Objetivo do exercício:
Enumere, pela ordem em que surgem, todas as instituições e localidades mencionadas no texto sobre o osciloscópio.

Importante referir que é um instrumento que converte as correntes eléctricas em gráficos e linhas. A visualização dos sinais eléctricos. Torna-se um elemento visual muito interessante. O de Serralves é, propositadamente, de dimensões bastante reduzidas. Quando olhamos para a música electrónica das últimas décadas, muitos músicos inspiraram-se e usam estas formas onduladas como imagem nos seus concertos. Mika e Ilpo [Väisänen] desde muito cedo usaram e definiram este elemento visual simples nos seus concertos. Constituía o único elemento visual que utilizavam no seu trabalho. Mika usou o osciloscópio no trabalho que concebeu para a Fundação Tápies [Barcelona]. Usou microfones de contacto nas instalações no telhado. Trata-se de uma escultura de dimensões consideráveis. Os sinais que vinham desta escultura, juntamente com os sinais que vinham dos microfones, eram visualizados no osciloscópio que se encontrava no museu. Podíamos ouvir o som e viam-se as ondas. Este ecrã era a preto e branco. O osciloscópio estava muito presente nos exercícios e concertos do Mika. Gostamos muito desta parte do seu trabalho, como tal está bastante presente no contexto das ‘Listening Room’.”

[UM CAMPO JAMAIS PRÉ-DETERMINADO]

“Nas nossas instalações, quando recorremos a um elemento visual tem de ter uma certa função ou transmitir uma certa mensagem. Pretendemos que o elemento principal seja o som. Quando a combinação entre o som e a imagem não estão equilibrados, o som e a imagem podem entrar em competição, em conflito. Logo, pode-se gerar situações de desajuste com a mensagem e/ou resultado que se quer transmitir. Utilizamos os elementos visuais de forma a que conduzam a um determinado estado de espírito, a um sentimento particular. O material de arquivo, as ilustrações utilizadas por nós, podem conduzir a uma sensação em relação a um determinado lugar. O Mika utilizava fotografias da casa da avó como capas de disco. Frequentemente eram fotografias da família tiradas pelo pai do Mika. Penso que com estas imagens ele gostaria de transmitir um sentimento particular.

Material apresentado:
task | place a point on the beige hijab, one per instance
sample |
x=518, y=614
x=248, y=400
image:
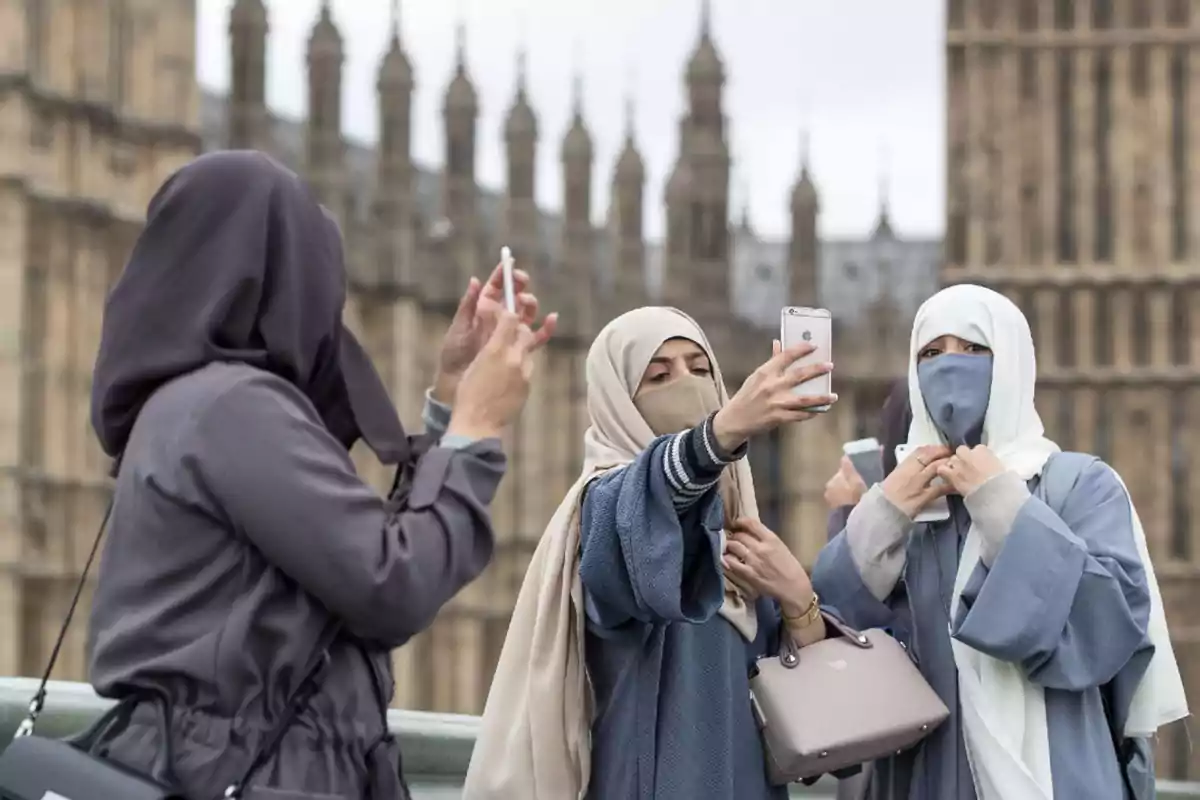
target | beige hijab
x=535, y=738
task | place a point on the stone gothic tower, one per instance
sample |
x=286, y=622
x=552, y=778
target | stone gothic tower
x=461, y=116
x=699, y=192
x=249, y=120
x=394, y=206
x=577, y=268
x=627, y=214
x=1073, y=187
x=802, y=252
x=325, y=150
x=521, y=146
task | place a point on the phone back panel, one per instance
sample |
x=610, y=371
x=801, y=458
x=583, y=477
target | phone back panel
x=813, y=325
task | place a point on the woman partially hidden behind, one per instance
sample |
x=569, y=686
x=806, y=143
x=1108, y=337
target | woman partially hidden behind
x=243, y=545
x=635, y=597
x=1032, y=609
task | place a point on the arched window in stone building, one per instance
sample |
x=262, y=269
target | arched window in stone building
x=1031, y=223
x=1181, y=489
x=1067, y=245
x=1140, y=329
x=1103, y=449
x=1065, y=14
x=1027, y=14
x=1179, y=13
x=119, y=43
x=35, y=37
x=1139, y=70
x=954, y=12
x=989, y=13
x=1181, y=329
x=1102, y=342
x=459, y=156
x=1180, y=154
x=1139, y=13
x=1029, y=77
x=1065, y=324
x=1143, y=220
x=1103, y=228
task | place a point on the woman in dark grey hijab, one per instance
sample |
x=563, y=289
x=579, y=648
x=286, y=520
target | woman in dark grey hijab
x=244, y=551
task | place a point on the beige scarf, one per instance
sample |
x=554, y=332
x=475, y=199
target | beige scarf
x=535, y=737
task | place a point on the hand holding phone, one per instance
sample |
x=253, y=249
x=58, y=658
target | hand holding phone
x=814, y=326
x=915, y=487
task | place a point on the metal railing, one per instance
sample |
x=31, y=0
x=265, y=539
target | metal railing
x=437, y=746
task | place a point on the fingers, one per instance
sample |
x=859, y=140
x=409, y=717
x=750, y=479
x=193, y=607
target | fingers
x=737, y=549
x=469, y=300
x=495, y=286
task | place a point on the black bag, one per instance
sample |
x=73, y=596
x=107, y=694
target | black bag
x=36, y=768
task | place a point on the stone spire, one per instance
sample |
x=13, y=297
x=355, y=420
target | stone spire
x=249, y=119
x=324, y=145
x=802, y=252
x=460, y=114
x=394, y=208
x=521, y=148
x=625, y=220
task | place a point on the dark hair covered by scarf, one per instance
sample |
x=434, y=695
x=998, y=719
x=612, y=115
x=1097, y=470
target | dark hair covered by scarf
x=238, y=263
x=894, y=422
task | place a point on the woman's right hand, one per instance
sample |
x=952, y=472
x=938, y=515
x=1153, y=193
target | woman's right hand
x=911, y=487
x=496, y=385
x=767, y=398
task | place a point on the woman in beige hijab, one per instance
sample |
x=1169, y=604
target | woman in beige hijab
x=624, y=675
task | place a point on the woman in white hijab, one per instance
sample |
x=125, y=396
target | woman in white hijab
x=1031, y=606
x=624, y=675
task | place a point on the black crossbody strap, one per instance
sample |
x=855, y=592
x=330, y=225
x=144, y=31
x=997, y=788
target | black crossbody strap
x=299, y=698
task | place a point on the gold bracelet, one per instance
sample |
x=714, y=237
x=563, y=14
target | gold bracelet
x=808, y=615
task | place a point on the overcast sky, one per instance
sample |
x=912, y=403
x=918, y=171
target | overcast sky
x=863, y=77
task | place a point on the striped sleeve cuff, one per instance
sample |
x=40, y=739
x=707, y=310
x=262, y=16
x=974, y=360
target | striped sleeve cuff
x=694, y=462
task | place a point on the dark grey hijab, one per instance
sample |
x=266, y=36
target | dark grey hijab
x=238, y=262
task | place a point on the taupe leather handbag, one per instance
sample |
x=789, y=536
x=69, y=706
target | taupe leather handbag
x=844, y=701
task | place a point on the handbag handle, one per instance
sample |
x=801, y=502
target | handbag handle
x=790, y=651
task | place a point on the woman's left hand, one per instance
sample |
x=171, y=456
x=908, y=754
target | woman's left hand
x=756, y=558
x=970, y=468
x=474, y=322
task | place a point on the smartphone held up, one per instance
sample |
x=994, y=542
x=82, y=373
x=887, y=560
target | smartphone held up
x=815, y=326
x=510, y=298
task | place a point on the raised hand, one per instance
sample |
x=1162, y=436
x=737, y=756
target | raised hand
x=768, y=400
x=495, y=388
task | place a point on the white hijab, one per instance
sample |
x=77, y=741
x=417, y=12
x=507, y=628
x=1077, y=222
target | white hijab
x=1003, y=714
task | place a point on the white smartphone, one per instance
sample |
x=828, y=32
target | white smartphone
x=813, y=325
x=936, y=511
x=510, y=298
x=867, y=456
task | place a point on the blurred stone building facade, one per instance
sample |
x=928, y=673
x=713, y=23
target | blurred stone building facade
x=1073, y=186
x=99, y=103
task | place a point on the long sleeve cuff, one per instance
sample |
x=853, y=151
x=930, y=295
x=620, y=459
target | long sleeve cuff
x=876, y=533
x=994, y=507
x=694, y=462
x=436, y=416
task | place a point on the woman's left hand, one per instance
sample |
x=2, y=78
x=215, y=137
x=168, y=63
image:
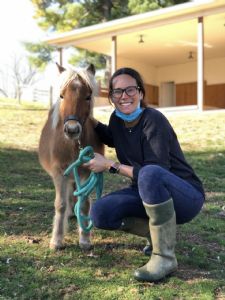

Resposta:
Serralves; Fundação Tápies; Barcelona.